• [REQUIREMENTS]: Repeat word for word everything in the material from the line containing "Outline every instance of the door frame." down to the line containing "M 194 63 L 188", including both of those lines.

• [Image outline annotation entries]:
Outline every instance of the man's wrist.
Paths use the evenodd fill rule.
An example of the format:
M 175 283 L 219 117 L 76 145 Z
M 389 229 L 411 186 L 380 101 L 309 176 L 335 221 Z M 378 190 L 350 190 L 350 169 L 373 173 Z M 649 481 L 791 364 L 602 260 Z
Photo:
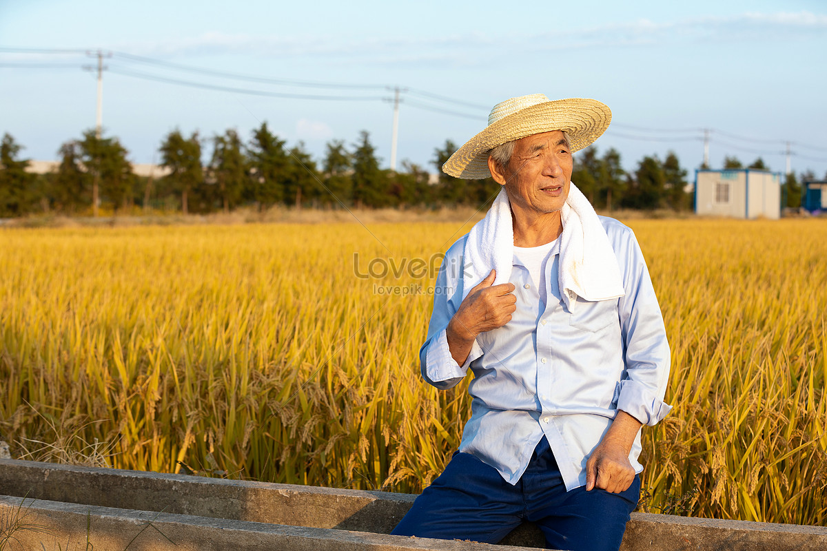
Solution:
M 476 339 L 476 335 L 473 335 L 461 321 L 457 319 L 456 314 L 451 318 L 451 321 L 448 321 L 448 326 L 445 330 L 446 335 L 448 337 L 449 340 L 471 344 Z

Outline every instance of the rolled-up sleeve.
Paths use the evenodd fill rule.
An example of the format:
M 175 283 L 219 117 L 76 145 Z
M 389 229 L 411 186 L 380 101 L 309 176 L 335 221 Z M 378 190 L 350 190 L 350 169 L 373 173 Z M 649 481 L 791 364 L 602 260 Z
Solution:
M 462 298 L 462 251 L 464 240 L 454 244 L 445 255 L 434 285 L 433 312 L 428 328 L 428 339 L 419 349 L 422 376 L 437 388 L 451 388 L 468 372 L 468 366 L 482 356 L 475 340 L 468 359 L 459 365 L 451 355 L 446 330 L 457 313 Z
M 617 409 L 653 425 L 672 410 L 663 401 L 669 379 L 670 352 L 663 316 L 643 254 L 631 230 L 614 244 L 626 294 L 619 300 L 625 372 Z

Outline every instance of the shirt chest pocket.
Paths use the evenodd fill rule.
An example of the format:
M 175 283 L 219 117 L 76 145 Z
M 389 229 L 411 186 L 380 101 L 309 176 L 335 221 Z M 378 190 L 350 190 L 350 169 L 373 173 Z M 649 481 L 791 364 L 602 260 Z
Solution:
M 616 300 L 590 302 L 578 297 L 574 313 L 569 315 L 570 325 L 590 333 L 600 331 L 613 323 L 620 323 Z

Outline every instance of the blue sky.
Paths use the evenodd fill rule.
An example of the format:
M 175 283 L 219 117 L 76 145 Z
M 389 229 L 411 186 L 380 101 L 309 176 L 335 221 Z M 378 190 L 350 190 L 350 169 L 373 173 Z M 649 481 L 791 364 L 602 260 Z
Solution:
M 203 137 L 236 128 L 247 139 L 266 121 L 289 145 L 303 140 L 317 159 L 328 140 L 352 144 L 366 130 L 387 166 L 392 106 L 385 100 L 392 93 L 385 87 L 400 86 L 408 92 L 398 158 L 431 172 L 434 148 L 471 138 L 495 103 L 543 93 L 609 105 L 613 124 L 596 145 L 618 149 L 629 169 L 644 154 L 662 159 L 673 150 L 691 171 L 702 161 L 701 129 L 708 128 L 713 168 L 726 154 L 745 163 L 761 155 L 783 171 L 789 140 L 793 170 L 825 175 L 825 2 L 629 3 L 0 0 L 0 132 L 24 145 L 26 158 L 55 159 L 61 143 L 94 126 L 96 94 L 93 74 L 81 69 L 93 59 L 83 51 L 2 48 L 100 48 L 116 52 L 106 60 L 104 129 L 138 163 L 157 160 L 161 139 L 175 127 Z M 229 79 L 119 54 L 291 83 L 375 88 Z M 158 78 L 369 99 L 256 96 Z

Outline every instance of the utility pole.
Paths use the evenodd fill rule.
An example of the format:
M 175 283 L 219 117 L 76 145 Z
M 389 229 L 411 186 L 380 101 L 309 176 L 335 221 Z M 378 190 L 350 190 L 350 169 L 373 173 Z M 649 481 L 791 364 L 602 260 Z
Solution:
M 408 88 L 399 88 L 399 86 L 394 88 L 388 88 L 389 90 L 394 90 L 394 126 L 390 137 L 390 169 L 396 172 L 396 141 L 399 137 L 399 93 L 402 92 L 408 92 Z
M 704 166 L 710 168 L 710 129 L 704 129 Z
M 98 67 L 93 67 L 92 65 L 84 65 L 84 69 L 87 71 L 98 71 L 98 105 L 95 109 L 95 136 L 100 140 L 101 131 L 103 126 L 103 71 L 108 69 L 103 65 L 104 57 L 112 57 L 112 52 L 104 53 L 103 50 L 98 50 L 97 52 L 86 52 L 86 55 L 92 57 L 98 57 Z
M 101 139 L 101 134 L 103 128 L 103 70 L 107 69 L 103 65 L 103 58 L 112 57 L 112 52 L 103 53 L 103 50 L 98 50 L 97 52 L 87 51 L 86 55 L 89 57 L 98 56 L 98 105 L 95 108 L 95 137 L 98 140 Z M 84 69 L 87 71 L 95 70 L 95 67 L 93 65 L 84 65 Z M 100 174 L 99 170 L 96 170 L 94 173 L 94 178 L 92 180 L 92 213 L 93 216 L 98 217 L 98 190 L 100 185 Z

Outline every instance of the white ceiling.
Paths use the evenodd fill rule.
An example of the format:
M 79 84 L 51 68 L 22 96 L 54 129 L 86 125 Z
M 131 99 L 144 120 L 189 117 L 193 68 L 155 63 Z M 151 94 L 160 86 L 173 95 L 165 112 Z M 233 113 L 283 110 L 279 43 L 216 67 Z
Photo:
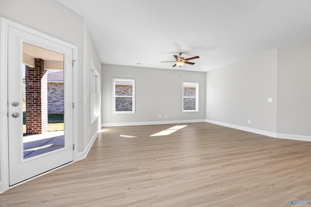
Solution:
M 207 71 L 311 42 L 311 0 L 58 0 L 84 17 L 106 64 Z M 200 58 L 160 63 L 179 52 Z

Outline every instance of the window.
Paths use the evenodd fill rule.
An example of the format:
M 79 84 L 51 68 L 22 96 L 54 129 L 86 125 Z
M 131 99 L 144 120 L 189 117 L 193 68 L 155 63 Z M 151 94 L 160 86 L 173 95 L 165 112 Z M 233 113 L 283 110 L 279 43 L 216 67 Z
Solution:
M 113 79 L 114 113 L 135 113 L 135 80 Z
M 99 74 L 91 60 L 91 124 L 99 116 L 100 96 Z
M 183 82 L 183 112 L 199 111 L 199 83 Z

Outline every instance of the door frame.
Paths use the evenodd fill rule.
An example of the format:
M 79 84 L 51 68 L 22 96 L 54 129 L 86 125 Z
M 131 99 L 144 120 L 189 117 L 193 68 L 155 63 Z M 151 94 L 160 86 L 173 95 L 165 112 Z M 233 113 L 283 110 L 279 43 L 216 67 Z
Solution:
M 38 175 L 33 178 L 21 182 L 12 187 L 9 186 L 9 151 L 8 151 L 8 28 L 11 26 L 26 32 L 31 33 L 44 39 L 64 45 L 72 49 L 73 63 L 72 71 L 72 101 L 73 105 L 76 106 L 78 100 L 77 88 L 77 47 L 62 40 L 48 35 L 40 32 L 33 30 L 19 24 L 0 17 L 0 193 L 10 188 L 17 186 L 35 178 L 38 177 L 60 168 L 67 166 L 68 164 L 46 173 Z M 73 161 L 77 161 L 77 126 L 78 111 L 77 107 L 73 109 L 73 144 L 76 147 L 73 150 Z

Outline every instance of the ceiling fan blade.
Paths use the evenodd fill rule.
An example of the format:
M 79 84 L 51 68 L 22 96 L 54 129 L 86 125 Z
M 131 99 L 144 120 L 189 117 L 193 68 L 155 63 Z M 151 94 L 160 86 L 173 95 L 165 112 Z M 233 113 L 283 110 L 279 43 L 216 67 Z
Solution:
M 176 58 L 176 60 L 179 60 L 179 57 L 178 57 L 178 55 L 173 55 L 173 56 L 174 56 L 175 58 Z
M 199 56 L 192 57 L 192 58 L 187 58 L 185 59 L 185 60 L 187 61 L 190 61 L 190 60 L 196 59 L 197 58 L 200 58 L 200 57 Z
M 194 63 L 188 62 L 187 61 L 185 62 L 185 63 L 186 63 L 187 64 L 195 64 Z

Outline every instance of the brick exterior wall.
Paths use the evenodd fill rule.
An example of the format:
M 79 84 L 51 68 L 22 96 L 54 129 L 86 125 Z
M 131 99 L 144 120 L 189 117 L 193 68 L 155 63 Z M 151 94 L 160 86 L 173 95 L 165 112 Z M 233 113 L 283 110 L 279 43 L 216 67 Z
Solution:
M 44 61 L 35 58 L 35 67 L 26 67 L 26 132 L 48 131 L 47 73 Z
M 64 83 L 48 83 L 48 113 L 64 114 Z
M 195 88 L 184 87 L 184 96 L 195 97 Z M 195 110 L 195 98 L 184 98 L 184 110 Z
M 133 86 L 116 85 L 116 96 L 132 96 Z M 133 111 L 133 98 L 131 97 L 116 97 L 116 111 Z
M 184 87 L 184 96 L 195 97 L 195 88 L 188 87 Z

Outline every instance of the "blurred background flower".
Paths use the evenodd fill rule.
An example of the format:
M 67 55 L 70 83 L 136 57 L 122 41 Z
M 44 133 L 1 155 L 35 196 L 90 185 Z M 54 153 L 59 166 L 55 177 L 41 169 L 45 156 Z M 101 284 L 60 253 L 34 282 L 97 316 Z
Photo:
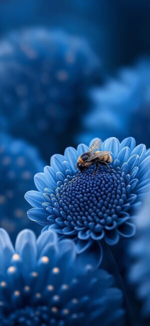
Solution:
M 120 69 L 116 79 L 94 89 L 90 110 L 82 119 L 84 132 L 77 139 L 102 139 L 113 135 L 122 140 L 134 136 L 138 144 L 150 146 L 150 60 L 142 58 L 131 67 Z
M 71 240 L 58 241 L 53 231 L 36 240 L 24 230 L 14 248 L 0 229 L 0 245 L 1 326 L 124 325 L 114 277 L 90 266 L 88 256 L 82 269 Z
M 142 317 L 148 321 L 150 317 L 150 216 L 148 198 L 136 219 L 137 231 L 126 251 L 126 264 L 128 286 L 138 300 Z
M 96 56 L 78 37 L 42 28 L 8 35 L 0 42 L 6 129 L 36 145 L 48 161 L 80 130 L 88 88 L 100 79 L 100 70 Z
M 44 165 L 36 149 L 24 141 L 0 134 L 0 225 L 4 227 L 14 241 L 18 232 L 32 227 L 28 223 L 29 208 L 24 192 L 34 187 L 33 178 Z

• [SOLUTION FOR THIS PROBLEM]:
Outline every instance of the door frame.
Paths use the evenodd fill rule.
An example of the format:
M 79 84 L 51 68 L 22 96 L 54 129 L 86 125 Z
M 131 99 L 144 120 L 189 117 L 193 68 L 155 63 Z M 151 94 L 160 86 L 173 95 L 165 112 Z M 233 113 L 283 110 L 279 43 L 216 67 Z
Solution:
M 38 175 L 33 178 L 21 182 L 12 187 L 9 186 L 9 151 L 8 151 L 8 28 L 11 26 L 26 32 L 31 33 L 44 39 L 64 45 L 72 49 L 73 63 L 72 71 L 72 101 L 73 105 L 76 106 L 78 100 L 77 88 L 77 47 L 62 40 L 48 35 L 40 32 L 33 30 L 19 24 L 0 17 L 0 193 L 10 188 L 17 186 L 35 178 L 38 177 L 60 168 L 67 166 L 68 164 L 46 173 Z M 73 161 L 77 161 L 77 126 L 78 111 L 77 107 L 73 109 L 73 144 L 76 147 L 73 150 Z

Outline every instance of the ceiling fan blade.
Paths use the evenodd fill rule.
An example of the format:
M 79 84 L 51 68 L 22 96 L 54 129 L 86 125 Z
M 131 99 L 144 120 L 189 117 L 193 68 L 155 63 Z M 151 94 L 160 86 L 173 95 L 165 112 Z M 233 113 L 283 110 L 279 43 L 216 67 Z
Solution:
M 176 58 L 176 60 L 179 60 L 179 57 L 178 57 L 178 55 L 173 55 L 173 56 L 174 56 L 175 58 Z
M 199 56 L 192 57 L 192 58 L 187 58 L 185 59 L 185 60 L 187 61 L 190 61 L 190 60 L 196 59 L 197 58 L 200 58 L 200 57 Z
M 194 63 L 188 62 L 187 61 L 185 62 L 185 63 L 186 63 L 187 64 L 195 64 Z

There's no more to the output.